*WHAT IS BEING ASKED*:
Render every line of the records below as a Markdown table with two columns, Row and Record line, numbering the rows in order and leaving out blank lines. Leave the pictures out of the table.

<<<<

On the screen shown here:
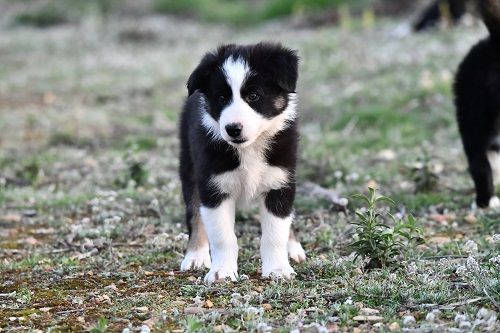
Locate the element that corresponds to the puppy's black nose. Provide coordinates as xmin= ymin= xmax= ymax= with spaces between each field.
xmin=226 ymin=123 xmax=243 ymax=138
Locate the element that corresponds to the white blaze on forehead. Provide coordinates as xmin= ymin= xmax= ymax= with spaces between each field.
xmin=222 ymin=57 xmax=250 ymax=98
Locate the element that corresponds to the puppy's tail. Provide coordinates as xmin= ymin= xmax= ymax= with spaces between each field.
xmin=477 ymin=0 xmax=500 ymax=42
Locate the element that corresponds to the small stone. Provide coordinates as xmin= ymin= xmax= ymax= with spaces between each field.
xmin=262 ymin=303 xmax=273 ymax=311
xmin=23 ymin=209 xmax=37 ymax=217
xmin=377 ymin=149 xmax=396 ymax=161
xmin=359 ymin=308 xmax=380 ymax=316
xmin=352 ymin=316 xmax=384 ymax=322
xmin=455 ymin=313 xmax=467 ymax=324
xmin=326 ymin=324 xmax=339 ymax=333
xmin=134 ymin=306 xmax=149 ymax=312
xmin=0 ymin=214 xmax=22 ymax=223
xmin=184 ymin=306 xmax=203 ymax=314
xmin=464 ymin=214 xmax=477 ymax=224
xmin=403 ymin=316 xmax=417 ymax=327
xmin=388 ymin=322 xmax=401 ymax=332
xmin=476 ymin=308 xmax=492 ymax=320
xmin=429 ymin=214 xmax=448 ymax=223
xmin=427 ymin=236 xmax=451 ymax=245
xmin=140 ymin=325 xmax=151 ymax=333
xmin=425 ymin=310 xmax=441 ymax=323
xmin=458 ymin=320 xmax=472 ymax=330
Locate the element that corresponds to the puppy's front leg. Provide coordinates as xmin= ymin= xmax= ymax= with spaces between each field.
xmin=200 ymin=198 xmax=238 ymax=283
xmin=260 ymin=192 xmax=295 ymax=278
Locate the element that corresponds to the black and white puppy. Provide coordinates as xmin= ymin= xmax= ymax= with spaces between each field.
xmin=180 ymin=43 xmax=305 ymax=283
xmin=454 ymin=0 xmax=500 ymax=208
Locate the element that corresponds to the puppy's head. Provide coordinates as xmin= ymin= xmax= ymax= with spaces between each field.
xmin=187 ymin=43 xmax=298 ymax=148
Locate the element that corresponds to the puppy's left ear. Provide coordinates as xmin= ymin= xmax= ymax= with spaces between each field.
xmin=187 ymin=53 xmax=217 ymax=96
xmin=272 ymin=47 xmax=299 ymax=93
xmin=250 ymin=43 xmax=299 ymax=93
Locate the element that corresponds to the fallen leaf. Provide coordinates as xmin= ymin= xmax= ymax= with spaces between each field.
xmin=0 ymin=214 xmax=22 ymax=223
xmin=388 ymin=322 xmax=401 ymax=332
xmin=353 ymin=316 xmax=384 ymax=322
xmin=359 ymin=308 xmax=380 ymax=316
xmin=464 ymin=214 xmax=477 ymax=224
xmin=427 ymin=236 xmax=451 ymax=245
xmin=262 ymin=303 xmax=273 ymax=311
xmin=22 ymin=237 xmax=40 ymax=245
xmin=429 ymin=214 xmax=448 ymax=223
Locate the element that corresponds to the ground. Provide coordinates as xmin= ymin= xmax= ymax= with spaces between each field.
xmin=0 ymin=2 xmax=500 ymax=332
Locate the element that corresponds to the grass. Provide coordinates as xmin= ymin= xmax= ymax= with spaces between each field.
xmin=153 ymin=0 xmax=370 ymax=26
xmin=0 ymin=0 xmax=500 ymax=332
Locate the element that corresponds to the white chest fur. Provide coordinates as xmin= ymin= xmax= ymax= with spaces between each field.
xmin=212 ymin=138 xmax=289 ymax=207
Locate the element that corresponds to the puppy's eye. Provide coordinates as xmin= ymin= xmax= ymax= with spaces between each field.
xmin=217 ymin=95 xmax=226 ymax=104
xmin=247 ymin=92 xmax=260 ymax=103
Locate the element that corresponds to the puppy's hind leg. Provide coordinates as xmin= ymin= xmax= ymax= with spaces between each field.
xmin=181 ymin=210 xmax=211 ymax=271
xmin=468 ymin=150 xmax=500 ymax=208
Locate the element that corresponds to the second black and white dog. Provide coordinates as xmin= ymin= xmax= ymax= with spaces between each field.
xmin=454 ymin=0 xmax=500 ymax=208
xmin=180 ymin=43 xmax=305 ymax=283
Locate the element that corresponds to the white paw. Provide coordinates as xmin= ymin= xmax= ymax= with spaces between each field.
xmin=204 ymin=267 xmax=238 ymax=284
xmin=181 ymin=246 xmax=211 ymax=271
xmin=287 ymin=240 xmax=306 ymax=263
xmin=489 ymin=197 xmax=500 ymax=209
xmin=262 ymin=264 xmax=296 ymax=279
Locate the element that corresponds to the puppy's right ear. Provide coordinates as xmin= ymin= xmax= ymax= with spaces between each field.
xmin=187 ymin=53 xmax=217 ymax=96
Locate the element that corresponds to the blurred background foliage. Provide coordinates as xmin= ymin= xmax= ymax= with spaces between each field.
xmin=7 ymin=0 xmax=421 ymax=27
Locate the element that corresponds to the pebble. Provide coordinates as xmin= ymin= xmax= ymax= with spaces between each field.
xmin=262 ymin=303 xmax=273 ymax=311
xmin=353 ymin=316 xmax=384 ymax=322
xmin=359 ymin=308 xmax=380 ymax=316
xmin=455 ymin=313 xmax=467 ymax=323
xmin=403 ymin=316 xmax=417 ymax=327
xmin=458 ymin=320 xmax=472 ymax=330
xmin=388 ymin=322 xmax=401 ymax=332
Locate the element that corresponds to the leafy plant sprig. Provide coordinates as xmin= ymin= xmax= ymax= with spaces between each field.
xmin=350 ymin=187 xmax=422 ymax=269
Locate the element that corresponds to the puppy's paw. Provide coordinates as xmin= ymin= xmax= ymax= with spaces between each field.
xmin=488 ymin=196 xmax=500 ymax=209
xmin=262 ymin=264 xmax=296 ymax=279
xmin=204 ymin=267 xmax=238 ymax=284
xmin=287 ymin=240 xmax=306 ymax=263
xmin=181 ymin=247 xmax=211 ymax=271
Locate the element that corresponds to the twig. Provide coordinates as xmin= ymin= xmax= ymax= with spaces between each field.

>>>>

*RESULT*:
| Row | Record line |
|---|---|
| 1 | On the screen shown here: |
| 2 | Locate the element that corresponds to the puppy's black nose. Provide coordinates as xmin= ymin= xmax= ymax= with spaces between each field. |
| 3 | xmin=226 ymin=123 xmax=243 ymax=138 |
| 4 | Locate the element that corresponds to the white blaze on forehead. Provide coordinates as xmin= ymin= xmax= ymax= with spaces between each field. |
| 5 | xmin=222 ymin=57 xmax=250 ymax=98 |
| 6 | Locate the element that corresponds to the puppy's tail. Provide coordinates as xmin= ymin= xmax= ymax= with spaces between each field. |
| 7 | xmin=477 ymin=0 xmax=500 ymax=42 |
| 8 | Locate the element that corresponds to the small stone. Provide coordinates as xmin= ymin= xmax= ymax= with spaces between each field. |
| 9 | xmin=262 ymin=303 xmax=273 ymax=311 |
| 10 | xmin=23 ymin=209 xmax=37 ymax=217 |
| 11 | xmin=377 ymin=149 xmax=396 ymax=161 |
| 12 | xmin=359 ymin=308 xmax=380 ymax=316 |
| 13 | xmin=352 ymin=316 xmax=384 ymax=322 |
| 14 | xmin=455 ymin=313 xmax=467 ymax=324 |
| 15 | xmin=326 ymin=324 xmax=339 ymax=333 |
| 16 | xmin=134 ymin=306 xmax=149 ymax=312 |
| 17 | xmin=0 ymin=214 xmax=22 ymax=223 |
| 18 | xmin=184 ymin=306 xmax=203 ymax=314 |
| 19 | xmin=464 ymin=214 xmax=477 ymax=224 |
| 20 | xmin=403 ymin=316 xmax=417 ymax=327 |
| 21 | xmin=388 ymin=322 xmax=401 ymax=332 |
| 22 | xmin=476 ymin=308 xmax=492 ymax=320 |
| 23 | xmin=429 ymin=214 xmax=448 ymax=223 |
| 24 | xmin=427 ymin=236 xmax=451 ymax=245 |
| 25 | xmin=140 ymin=325 xmax=151 ymax=333 |
| 26 | xmin=425 ymin=310 xmax=441 ymax=323 |
| 27 | xmin=458 ymin=320 xmax=472 ymax=330 |
| 28 | Locate the element that corresponds to the puppy's front leg. Provide coordinates as xmin= ymin= xmax= ymax= with spaces between each field. |
| 29 | xmin=200 ymin=198 xmax=238 ymax=283 |
| 30 | xmin=260 ymin=192 xmax=295 ymax=278 |
| 31 | Locate the element that corresponds to the black and white puppy. Provide coordinates as xmin= ymin= xmax= ymax= with spaces between each field. |
| 32 | xmin=180 ymin=43 xmax=305 ymax=283 |
| 33 | xmin=454 ymin=0 xmax=500 ymax=208 |
| 34 | Locate the element that corresponds to the puppy's head. Provide coordinates as xmin= ymin= xmax= ymax= with spaces between each field. |
| 35 | xmin=187 ymin=43 xmax=298 ymax=148 |
| 36 | Locate the element that corresponds to the puppy's left ear. Provide coordinates as xmin= ymin= xmax= ymax= with spaces between each field. |
| 37 | xmin=187 ymin=53 xmax=217 ymax=96 |
| 38 | xmin=272 ymin=47 xmax=299 ymax=93 |
| 39 | xmin=250 ymin=43 xmax=299 ymax=93 |
| 40 | Locate the element that corresponds to the fallen leaf. Provide coordinates as xmin= ymin= xmax= ymax= with spaces between each field. |
| 41 | xmin=0 ymin=214 xmax=22 ymax=223 |
| 42 | xmin=388 ymin=322 xmax=401 ymax=332 |
| 43 | xmin=353 ymin=316 xmax=384 ymax=322 |
| 44 | xmin=359 ymin=308 xmax=380 ymax=316 |
| 45 | xmin=464 ymin=214 xmax=477 ymax=224 |
| 46 | xmin=427 ymin=236 xmax=451 ymax=245 |
| 47 | xmin=262 ymin=303 xmax=273 ymax=311 |
| 48 | xmin=22 ymin=237 xmax=40 ymax=245 |
| 49 | xmin=429 ymin=214 xmax=448 ymax=223 |
| 50 | Locate the element that corresponds to the ground. Provide coordinates as xmin= ymin= xmax= ymax= with spaces between each field. |
| 51 | xmin=0 ymin=2 xmax=500 ymax=332 |
| 52 | Locate the element that corresponds to the grass. Provide coordinates as xmin= ymin= xmax= ymax= with spaces between each field. |
| 53 | xmin=153 ymin=0 xmax=370 ymax=26 |
| 54 | xmin=0 ymin=0 xmax=500 ymax=332 |
| 55 | Locate the element that corresponds to the white chest fur. Provide coordinates as xmin= ymin= xmax= ymax= with spaces between each field. |
| 56 | xmin=212 ymin=138 xmax=289 ymax=207 |
| 57 | Locate the element that corresponds to the puppy's eye. Provide coordinates as xmin= ymin= xmax= ymax= with spaces between each field. |
| 58 | xmin=217 ymin=95 xmax=226 ymax=104 |
| 59 | xmin=247 ymin=92 xmax=260 ymax=103 |
| 60 | Locate the element that corresponds to the puppy's hind leg. Provide coordinates as xmin= ymin= xmax= ymax= with spaces between each field. |
| 61 | xmin=181 ymin=210 xmax=211 ymax=271 |
| 62 | xmin=468 ymin=150 xmax=500 ymax=208 |
| 63 | Locate the element that corresponds to the second black and white dog. Provide coordinates as xmin= ymin= xmax= ymax= with spaces between each field. |
| 64 | xmin=454 ymin=0 xmax=500 ymax=208 |
| 65 | xmin=180 ymin=43 xmax=305 ymax=283 |
| 66 | Locate the element that corresponds to the white paw. Provide coordinates as xmin= ymin= xmax= ymax= with spaces between each field. |
| 67 | xmin=204 ymin=267 xmax=238 ymax=284 |
| 68 | xmin=181 ymin=246 xmax=211 ymax=271 |
| 69 | xmin=287 ymin=240 xmax=306 ymax=263 |
| 70 | xmin=489 ymin=197 xmax=500 ymax=209 |
| 71 | xmin=262 ymin=264 xmax=296 ymax=279 |
| 72 | Locate the element that corresponds to the puppy's right ear. Provide coordinates as xmin= ymin= xmax= ymax= with spaces between each field. |
| 73 | xmin=187 ymin=53 xmax=217 ymax=96 |
| 74 | Locate the element that corresponds to the blurred background foliage. Provide coordinates as xmin= ymin= xmax= ymax= with spaces between each field. |
| 75 | xmin=7 ymin=0 xmax=421 ymax=27 |
| 76 | Locate the element that corresponds to the pebble. Provide coordinates as xmin= ymin= xmax= ymax= with spaces between each field. |
| 77 | xmin=262 ymin=303 xmax=273 ymax=311 |
| 78 | xmin=353 ymin=316 xmax=384 ymax=322 |
| 79 | xmin=359 ymin=308 xmax=380 ymax=316 |
| 80 | xmin=455 ymin=313 xmax=467 ymax=323 |
| 81 | xmin=403 ymin=316 xmax=417 ymax=327 |
| 82 | xmin=458 ymin=320 xmax=472 ymax=330 |
| 83 | xmin=388 ymin=322 xmax=401 ymax=332 |
| 84 | Locate the element that corresponds to the leafy plant sprig. Provide coordinates as xmin= ymin= xmax= ymax= with spaces between each field. |
| 85 | xmin=350 ymin=187 xmax=422 ymax=269 |
| 86 | Locate the element that corresponds to the puppy's paw. Provide coordinates as xmin= ymin= xmax= ymax= with spaces between each field. |
| 87 | xmin=488 ymin=196 xmax=500 ymax=209 |
| 88 | xmin=262 ymin=264 xmax=296 ymax=279 |
| 89 | xmin=204 ymin=267 xmax=238 ymax=284 |
| 90 | xmin=287 ymin=240 xmax=306 ymax=263 |
| 91 | xmin=181 ymin=247 xmax=211 ymax=271 |
| 92 | Locate the element that corresponds to the twig. Provide coordinates as xmin= ymin= xmax= ymax= with spaces between each field. |